Onderzoek en ondersteuning op het gebied van identiteit
Veel participanten doen onderzoek en bieden ondersteuning aan de scholen op het gebied van de (katholieke) identiteit. De commissie stelt voor deze inzet aan expertise te bundelen en samen te gaan werken (zie ook hoofdstuk 4) in een virtueel Huis van het Katholiek Onderwijs. Voor wat betreft de structurele instandhouding van de expertisefunctie financieren de participanten dit uit eigen middelen of inkomsten. Door de contributiebijdragen aan besturenbonden, vakbonden, ouderorganisaties en de parochiebijdragen van de kerk wordt het benodigde geld bijeengebracht. Dit betekent dat scholen en schoolbesturen hiervoor niet apart aangeslagen worden. Wel worden de kosten van directe dienstverlening aan scholen en schoolbesturen bij hen in rekening gebracht.
27
Hoofdstuk 6 Aanbevelingen
De analyse van de verhouding katholiek onderwijs en kerk(gemeenschap), zoals onder woorden gebracht in de hoofdstukken 1 tot en met 3, zou op zich een nieuw en inspirerend landelijk kenniscentrum, genaamd Huis van het Katholiek Onderwijs, rechtvaardigen. De Commissie voorziet dat de financiering van een dergelijke onderneming in de nabije toekomst lastig zal zijn en pleit voor een virtueel Huis van Katholiek Onderwijs, waarvoor wel een regiegroep nodig zal zijn. Tevens pleit de commissie voor een zestal veranderpunten met een dienovereenkomstige implementatieagenda. De commissie acht het zelf wenselijk dat men voor de toekomst alsnog naar middelen op zoek gaat om een vernieuwend katholiek onderwijscentrum op te zetten dat onderzoek, begeleiding, lobbying en identiteitsondersteuning combineert.
Zes aanbevelingen
1. De commissie beveelt aan dat er een nieuw Algemeen Reglement voor Katholiek Onderwijs wordt vastgesteld waarin de diocesane bisschop zelf zijn canoniek mandaat uitoefent om katholieke scholen te erkennen. De uitoefening van zijn mandaat dient recht te doen aan de in dit rapport geformuleerde uitgangspunten en landelijke eenheid van beschikking te waarborgen.
2. De commissie beveelt aan dat de besturen van katholieke scholen intensief aan de identiteit van die scholen aandacht geven door middel van een cyclisch proces van planning en verantwoording zoals dat ook gewoonte is geworden bij kwaliteitsbeleid. De besturen ‘kopen identiteitsondersteuning in’ bij diocesane organen, bij centra voor identiteitsbegeleiding en/of diensten van (kerkelijk) erkende identiteitsbegeleiders. Daarnaast zoekt de schoolleiding overeenkomstig de maat van haar verzorgingsgebied waar mogelijk verbinding met de geloofsgemeenschap. De commissie beveelt aan voor vieringen een kerkgebouw van de geloofsgemeenschap te gebruiken.

-- GEGEVEN INFORMATIE --
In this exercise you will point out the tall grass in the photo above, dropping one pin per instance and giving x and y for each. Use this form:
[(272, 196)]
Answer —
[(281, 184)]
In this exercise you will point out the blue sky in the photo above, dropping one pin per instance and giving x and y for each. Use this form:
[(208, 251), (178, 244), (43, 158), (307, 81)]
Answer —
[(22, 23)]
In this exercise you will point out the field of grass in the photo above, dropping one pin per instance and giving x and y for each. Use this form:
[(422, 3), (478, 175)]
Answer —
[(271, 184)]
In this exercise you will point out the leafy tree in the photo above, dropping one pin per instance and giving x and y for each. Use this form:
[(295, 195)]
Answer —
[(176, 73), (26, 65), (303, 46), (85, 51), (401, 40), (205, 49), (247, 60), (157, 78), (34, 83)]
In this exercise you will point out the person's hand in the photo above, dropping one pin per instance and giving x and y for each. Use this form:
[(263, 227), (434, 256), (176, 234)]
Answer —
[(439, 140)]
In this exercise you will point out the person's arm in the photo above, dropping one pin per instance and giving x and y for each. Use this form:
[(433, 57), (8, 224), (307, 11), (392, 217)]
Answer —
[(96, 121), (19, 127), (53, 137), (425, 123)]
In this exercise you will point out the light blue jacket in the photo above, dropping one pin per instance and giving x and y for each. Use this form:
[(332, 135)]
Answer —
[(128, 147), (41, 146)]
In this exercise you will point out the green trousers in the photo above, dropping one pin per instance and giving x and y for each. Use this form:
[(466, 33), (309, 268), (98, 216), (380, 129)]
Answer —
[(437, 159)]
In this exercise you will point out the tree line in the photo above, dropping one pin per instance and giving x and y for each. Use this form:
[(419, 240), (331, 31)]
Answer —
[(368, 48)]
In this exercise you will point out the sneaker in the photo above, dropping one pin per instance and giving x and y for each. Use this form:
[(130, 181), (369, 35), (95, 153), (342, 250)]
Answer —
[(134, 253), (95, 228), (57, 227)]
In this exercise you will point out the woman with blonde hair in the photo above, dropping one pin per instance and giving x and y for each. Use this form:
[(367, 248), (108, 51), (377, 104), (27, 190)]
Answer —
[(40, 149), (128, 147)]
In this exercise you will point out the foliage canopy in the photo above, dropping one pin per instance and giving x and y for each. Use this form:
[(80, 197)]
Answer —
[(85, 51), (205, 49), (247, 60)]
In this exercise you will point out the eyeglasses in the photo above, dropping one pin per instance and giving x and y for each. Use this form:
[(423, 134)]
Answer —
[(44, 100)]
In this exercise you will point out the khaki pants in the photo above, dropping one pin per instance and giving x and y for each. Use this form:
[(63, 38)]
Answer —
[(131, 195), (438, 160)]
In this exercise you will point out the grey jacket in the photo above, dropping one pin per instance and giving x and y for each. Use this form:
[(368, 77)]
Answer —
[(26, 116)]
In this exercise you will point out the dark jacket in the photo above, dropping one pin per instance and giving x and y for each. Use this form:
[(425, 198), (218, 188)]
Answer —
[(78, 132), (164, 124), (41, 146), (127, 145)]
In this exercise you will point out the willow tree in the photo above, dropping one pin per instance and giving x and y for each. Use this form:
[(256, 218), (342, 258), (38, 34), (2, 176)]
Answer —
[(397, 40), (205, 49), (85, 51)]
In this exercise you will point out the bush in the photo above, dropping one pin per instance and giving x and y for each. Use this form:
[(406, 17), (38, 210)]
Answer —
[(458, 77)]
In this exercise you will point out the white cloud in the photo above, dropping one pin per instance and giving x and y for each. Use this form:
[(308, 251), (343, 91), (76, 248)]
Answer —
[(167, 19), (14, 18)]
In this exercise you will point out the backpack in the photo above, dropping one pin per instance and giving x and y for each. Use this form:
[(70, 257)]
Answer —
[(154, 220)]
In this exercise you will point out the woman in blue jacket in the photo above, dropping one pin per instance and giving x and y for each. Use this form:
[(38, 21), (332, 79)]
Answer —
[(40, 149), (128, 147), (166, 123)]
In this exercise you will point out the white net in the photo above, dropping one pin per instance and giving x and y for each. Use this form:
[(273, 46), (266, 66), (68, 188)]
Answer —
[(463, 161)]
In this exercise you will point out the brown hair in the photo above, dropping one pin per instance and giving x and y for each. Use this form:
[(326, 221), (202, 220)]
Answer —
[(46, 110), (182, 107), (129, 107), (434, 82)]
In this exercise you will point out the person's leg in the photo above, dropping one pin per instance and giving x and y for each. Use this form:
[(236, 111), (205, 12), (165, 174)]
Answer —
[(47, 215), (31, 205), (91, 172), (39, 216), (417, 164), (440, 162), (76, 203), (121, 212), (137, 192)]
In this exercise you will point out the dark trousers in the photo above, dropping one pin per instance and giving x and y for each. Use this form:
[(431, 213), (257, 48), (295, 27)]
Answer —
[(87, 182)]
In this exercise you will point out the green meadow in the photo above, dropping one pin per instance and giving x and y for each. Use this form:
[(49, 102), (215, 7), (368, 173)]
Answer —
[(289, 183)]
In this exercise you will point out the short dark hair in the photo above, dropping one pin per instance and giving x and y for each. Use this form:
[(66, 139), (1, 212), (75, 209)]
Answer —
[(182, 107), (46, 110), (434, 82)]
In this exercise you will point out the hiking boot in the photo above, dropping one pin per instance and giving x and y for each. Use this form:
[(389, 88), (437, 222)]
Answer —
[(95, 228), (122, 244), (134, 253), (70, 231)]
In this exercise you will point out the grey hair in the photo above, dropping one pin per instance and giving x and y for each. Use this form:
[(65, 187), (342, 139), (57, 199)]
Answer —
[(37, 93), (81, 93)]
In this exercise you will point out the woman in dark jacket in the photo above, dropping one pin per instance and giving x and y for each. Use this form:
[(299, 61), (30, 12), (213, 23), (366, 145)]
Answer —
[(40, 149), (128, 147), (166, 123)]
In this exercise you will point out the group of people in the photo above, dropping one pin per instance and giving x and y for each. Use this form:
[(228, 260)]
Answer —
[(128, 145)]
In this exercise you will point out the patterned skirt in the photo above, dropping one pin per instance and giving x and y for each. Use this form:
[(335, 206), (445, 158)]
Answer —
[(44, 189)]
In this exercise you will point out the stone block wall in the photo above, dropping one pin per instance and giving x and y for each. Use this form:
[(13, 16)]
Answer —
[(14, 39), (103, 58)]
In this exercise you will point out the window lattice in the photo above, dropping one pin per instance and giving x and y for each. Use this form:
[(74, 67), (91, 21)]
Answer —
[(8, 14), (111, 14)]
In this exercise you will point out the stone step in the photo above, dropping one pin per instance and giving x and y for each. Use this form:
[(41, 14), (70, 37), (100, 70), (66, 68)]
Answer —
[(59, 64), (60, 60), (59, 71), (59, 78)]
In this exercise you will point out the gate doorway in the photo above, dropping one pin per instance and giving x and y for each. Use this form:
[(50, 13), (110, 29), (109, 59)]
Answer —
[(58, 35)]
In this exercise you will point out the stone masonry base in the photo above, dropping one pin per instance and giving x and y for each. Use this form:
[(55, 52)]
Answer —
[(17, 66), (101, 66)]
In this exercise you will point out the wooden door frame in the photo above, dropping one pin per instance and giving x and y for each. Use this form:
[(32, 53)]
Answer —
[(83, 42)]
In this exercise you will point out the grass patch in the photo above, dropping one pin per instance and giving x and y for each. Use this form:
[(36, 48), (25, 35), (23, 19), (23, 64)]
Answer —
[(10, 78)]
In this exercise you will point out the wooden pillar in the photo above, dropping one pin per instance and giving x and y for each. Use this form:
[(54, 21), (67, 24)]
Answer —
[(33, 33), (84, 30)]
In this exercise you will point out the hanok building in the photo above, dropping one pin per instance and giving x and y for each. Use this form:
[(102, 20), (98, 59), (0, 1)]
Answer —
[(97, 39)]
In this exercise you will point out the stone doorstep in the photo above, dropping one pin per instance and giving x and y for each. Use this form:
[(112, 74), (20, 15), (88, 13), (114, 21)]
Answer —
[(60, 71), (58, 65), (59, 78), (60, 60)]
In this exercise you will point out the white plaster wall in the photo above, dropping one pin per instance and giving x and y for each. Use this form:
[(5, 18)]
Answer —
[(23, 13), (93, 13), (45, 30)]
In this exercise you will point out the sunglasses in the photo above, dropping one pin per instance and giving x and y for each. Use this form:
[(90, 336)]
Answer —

-- OPDRACHTEN --
**a.** Citeer letterlijk het stuk uit de tekst over katholiek onderwijs dat begint bij de woorden "Onderzoek en ondersteuning" en stop na "in rekening gebracht.".
**b.** Vat de tekst over katholiek onderwijs samen in twee zinnen.
**c.** Geef het vervolg van de tekst over katholiek onderwijs, te beginnen na de laatste zin.

-- VERWACHTE ANTWOORDEN --
**a.**
Onderzoek en ondersteuning op het gebied van identiteit
Veel participanten doen onderzoek en bieden ondersteuning aan de scholen op het gebied van de (katholieke) identiteit. De commissie stelt voor deze inzet aan expertise te bundelen en samen te gaan werken (zie ook hoofdstuk 4) in een virtueel Huis van het Katholiek Onderwijs. Voor wat betreft de structurele instandhouding van de expertisefunctie financieren de participanten dit uit eigen middelen of inkomsten. Door de contributiebijdragen aan besturenbonden, vakbonden, ouderorganisaties en de parochiebijdragen van de kerk wordt het benodigde geld bijeengebracht. Dit betekent dat scholen en schoolbesturen hiervoor niet apart aangeslagen worden. Wel worden de kosten van directe dienstverlening aan scholen en schoolbesturen bij hen in rekening gebracht.

**b.** De commissie stelt voor de expertise over de katholieke identiteit van scholen te bundelen in een virtueel Huis van het Katholiek Onderwijs, omdat ze verwacht dat een echt landelijk kenniscentrum in de nabije toekomst lastig te financieren is. Ook beveelt ze onder meer een nieuw Algemeen Reglement voor Katholiek Onderwijs aan waarin de diocesane bisschop zelf katholieke scholen erkent, en vraagt ze schoolbesturen via een cyclisch proces van planning en verantwoording intensief aandacht te geven aan de identiteit van hun scholen.

**c.**
3. De commissie beveelt aan dat de in dit rapport voorgestelde vernieuwing van de relatie katholieke kerk met het katholiek onderwijs ook gefinancierd wordt in een variant op de vraagfinanciering.
4. De commissie beveelt aan dat de diocesane bisschop zijn erkenningstaak op een zinvolle en pastorale manier en landelijk afgestemd met zijn collega-bisschoppen uitoefent en daarbij de ruimte krijgt van het schoolbestuur (om) de katholiciteit te bespreken en te bevorderen. Daartoe zal elk diocees een of meer bisschoppelijk gedelegeerden inzetten. De commissie beveelt de diocesane bisschop bovendien aan een plan te ontwikkelen om parochies en dragers van pastorale verantwoordelijkheid met katholieke scholen in contact te brengen.
28
5. De commissie beveelt aan om landelijk coördinerende taken te laten vervullen door een platform waarin de katholieke onderwijsorganisaties en de kerk elkaar ontmoeten en dat ook initiatieven kan nemen in de richting van andere landelijke onderwijsinstellingen en de overheid. De commissie beveelt aan te bezien of het gewenst en mogelijk is dat dit landelijk katholieke onderwijsplatform een kamer van het VKMO kan worden.
6. De commissie beveelt aan de nu te zeer versnipperde expertise op het gebied van de katholieke identiteit in ons land te bundelen.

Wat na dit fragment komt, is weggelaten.